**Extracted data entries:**
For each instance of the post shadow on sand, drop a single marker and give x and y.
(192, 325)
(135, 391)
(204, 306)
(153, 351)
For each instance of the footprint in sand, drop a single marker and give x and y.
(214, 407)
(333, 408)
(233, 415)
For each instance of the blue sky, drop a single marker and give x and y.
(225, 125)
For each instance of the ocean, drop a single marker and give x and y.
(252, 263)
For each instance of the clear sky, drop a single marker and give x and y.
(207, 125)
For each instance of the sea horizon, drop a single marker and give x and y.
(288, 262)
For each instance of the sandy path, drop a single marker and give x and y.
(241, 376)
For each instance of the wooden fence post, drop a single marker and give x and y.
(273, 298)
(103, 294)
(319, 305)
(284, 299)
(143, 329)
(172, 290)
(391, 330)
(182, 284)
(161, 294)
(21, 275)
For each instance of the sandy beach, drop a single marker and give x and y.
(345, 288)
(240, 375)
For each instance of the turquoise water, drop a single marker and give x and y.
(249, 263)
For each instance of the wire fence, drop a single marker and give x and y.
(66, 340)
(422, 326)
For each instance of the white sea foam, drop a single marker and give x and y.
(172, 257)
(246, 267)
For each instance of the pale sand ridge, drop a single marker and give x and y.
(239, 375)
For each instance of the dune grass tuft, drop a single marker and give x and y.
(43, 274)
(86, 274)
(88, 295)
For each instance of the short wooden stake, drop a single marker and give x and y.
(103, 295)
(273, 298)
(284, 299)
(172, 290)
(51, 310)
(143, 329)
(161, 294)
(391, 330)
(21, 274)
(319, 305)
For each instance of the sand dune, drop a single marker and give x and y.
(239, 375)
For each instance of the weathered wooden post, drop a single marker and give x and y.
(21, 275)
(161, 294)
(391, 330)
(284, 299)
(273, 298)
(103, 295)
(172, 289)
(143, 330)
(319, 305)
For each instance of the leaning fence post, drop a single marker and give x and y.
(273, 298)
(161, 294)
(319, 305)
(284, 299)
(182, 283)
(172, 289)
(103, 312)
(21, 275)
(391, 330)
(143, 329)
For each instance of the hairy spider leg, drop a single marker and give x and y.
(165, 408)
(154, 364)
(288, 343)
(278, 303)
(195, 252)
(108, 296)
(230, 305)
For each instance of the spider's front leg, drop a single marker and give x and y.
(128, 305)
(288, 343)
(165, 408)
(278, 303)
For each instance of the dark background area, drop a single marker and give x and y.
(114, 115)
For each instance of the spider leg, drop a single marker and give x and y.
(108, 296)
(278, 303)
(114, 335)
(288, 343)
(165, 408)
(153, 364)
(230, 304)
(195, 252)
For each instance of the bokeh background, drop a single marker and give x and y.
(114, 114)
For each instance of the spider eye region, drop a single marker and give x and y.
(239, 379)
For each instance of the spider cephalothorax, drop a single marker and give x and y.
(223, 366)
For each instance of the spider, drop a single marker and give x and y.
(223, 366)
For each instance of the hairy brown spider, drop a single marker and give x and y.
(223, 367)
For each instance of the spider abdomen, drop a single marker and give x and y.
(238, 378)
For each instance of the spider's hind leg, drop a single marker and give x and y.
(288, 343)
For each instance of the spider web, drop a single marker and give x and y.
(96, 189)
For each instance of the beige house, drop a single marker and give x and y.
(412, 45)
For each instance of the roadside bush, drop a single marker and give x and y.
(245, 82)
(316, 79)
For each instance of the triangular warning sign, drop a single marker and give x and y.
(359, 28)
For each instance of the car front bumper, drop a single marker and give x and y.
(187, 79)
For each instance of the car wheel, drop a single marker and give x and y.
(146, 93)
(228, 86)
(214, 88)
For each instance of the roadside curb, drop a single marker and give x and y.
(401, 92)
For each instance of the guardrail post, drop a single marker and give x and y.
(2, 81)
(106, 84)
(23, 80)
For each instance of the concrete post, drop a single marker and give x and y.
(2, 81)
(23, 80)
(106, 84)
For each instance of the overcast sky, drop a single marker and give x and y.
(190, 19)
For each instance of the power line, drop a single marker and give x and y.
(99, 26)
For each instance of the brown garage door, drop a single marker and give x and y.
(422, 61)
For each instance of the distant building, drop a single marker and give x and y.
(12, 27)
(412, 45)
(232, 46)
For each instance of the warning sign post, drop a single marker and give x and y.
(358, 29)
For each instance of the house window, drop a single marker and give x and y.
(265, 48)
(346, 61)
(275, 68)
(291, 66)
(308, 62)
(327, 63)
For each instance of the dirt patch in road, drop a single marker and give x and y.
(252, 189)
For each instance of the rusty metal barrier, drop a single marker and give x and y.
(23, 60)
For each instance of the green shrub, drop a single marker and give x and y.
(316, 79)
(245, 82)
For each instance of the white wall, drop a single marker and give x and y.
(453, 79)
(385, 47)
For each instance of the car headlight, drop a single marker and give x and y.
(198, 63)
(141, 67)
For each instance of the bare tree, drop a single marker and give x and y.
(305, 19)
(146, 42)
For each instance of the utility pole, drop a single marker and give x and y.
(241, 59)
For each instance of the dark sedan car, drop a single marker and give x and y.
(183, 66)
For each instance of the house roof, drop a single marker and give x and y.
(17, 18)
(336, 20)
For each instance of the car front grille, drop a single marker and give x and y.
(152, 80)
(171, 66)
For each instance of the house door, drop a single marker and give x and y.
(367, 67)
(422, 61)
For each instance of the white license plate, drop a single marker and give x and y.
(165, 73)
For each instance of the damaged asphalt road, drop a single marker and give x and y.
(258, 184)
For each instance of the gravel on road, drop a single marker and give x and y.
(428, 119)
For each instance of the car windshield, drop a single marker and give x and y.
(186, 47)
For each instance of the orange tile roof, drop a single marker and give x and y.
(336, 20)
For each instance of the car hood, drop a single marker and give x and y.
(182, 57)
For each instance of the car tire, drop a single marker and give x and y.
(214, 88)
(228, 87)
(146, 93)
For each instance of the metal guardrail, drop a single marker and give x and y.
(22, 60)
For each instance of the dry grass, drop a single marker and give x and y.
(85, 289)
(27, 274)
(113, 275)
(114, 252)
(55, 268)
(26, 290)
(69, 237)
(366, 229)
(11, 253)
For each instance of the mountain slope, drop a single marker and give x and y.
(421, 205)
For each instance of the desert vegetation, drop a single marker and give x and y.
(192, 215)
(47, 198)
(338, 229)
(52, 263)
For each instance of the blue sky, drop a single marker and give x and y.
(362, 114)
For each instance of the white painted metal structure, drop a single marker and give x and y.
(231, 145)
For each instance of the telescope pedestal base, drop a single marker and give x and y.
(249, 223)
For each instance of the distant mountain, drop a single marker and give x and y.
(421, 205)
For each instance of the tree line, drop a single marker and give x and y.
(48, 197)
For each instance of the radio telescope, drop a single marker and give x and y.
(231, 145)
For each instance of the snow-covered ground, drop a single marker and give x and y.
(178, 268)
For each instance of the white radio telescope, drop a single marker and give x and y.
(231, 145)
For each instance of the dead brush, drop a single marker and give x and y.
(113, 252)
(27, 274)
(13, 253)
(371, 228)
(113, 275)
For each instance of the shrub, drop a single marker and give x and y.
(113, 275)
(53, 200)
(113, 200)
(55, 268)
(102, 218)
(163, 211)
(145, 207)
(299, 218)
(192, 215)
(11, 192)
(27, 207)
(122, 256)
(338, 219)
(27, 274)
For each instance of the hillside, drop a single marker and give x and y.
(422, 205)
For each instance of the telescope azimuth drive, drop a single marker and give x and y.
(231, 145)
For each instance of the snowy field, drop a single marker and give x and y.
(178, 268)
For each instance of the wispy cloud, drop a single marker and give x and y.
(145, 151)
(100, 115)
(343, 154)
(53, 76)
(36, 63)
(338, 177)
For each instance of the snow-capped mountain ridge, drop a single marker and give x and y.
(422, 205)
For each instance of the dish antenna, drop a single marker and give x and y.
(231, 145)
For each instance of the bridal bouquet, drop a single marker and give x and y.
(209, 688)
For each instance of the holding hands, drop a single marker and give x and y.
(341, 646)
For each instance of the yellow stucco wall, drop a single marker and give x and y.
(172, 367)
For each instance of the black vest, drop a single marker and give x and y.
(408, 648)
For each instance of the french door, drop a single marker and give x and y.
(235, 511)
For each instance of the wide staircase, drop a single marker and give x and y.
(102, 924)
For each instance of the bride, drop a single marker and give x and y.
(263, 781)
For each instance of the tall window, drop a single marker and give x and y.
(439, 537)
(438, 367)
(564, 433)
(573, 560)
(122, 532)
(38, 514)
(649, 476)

**WHAT THIS TASK INVOLVES:** Rewrite the lines from the one containing "For each instance of the tall" through the last line, inclusive, keeping every request line, and raise each coordinate in the answers by 78.

**THE ANSWER:**
For each instance of the tall window, drop a single marker and give x and y.
(517, 615)
(516, 445)
(642, 511)
(651, 638)
(200, 610)
(116, 592)
(727, 554)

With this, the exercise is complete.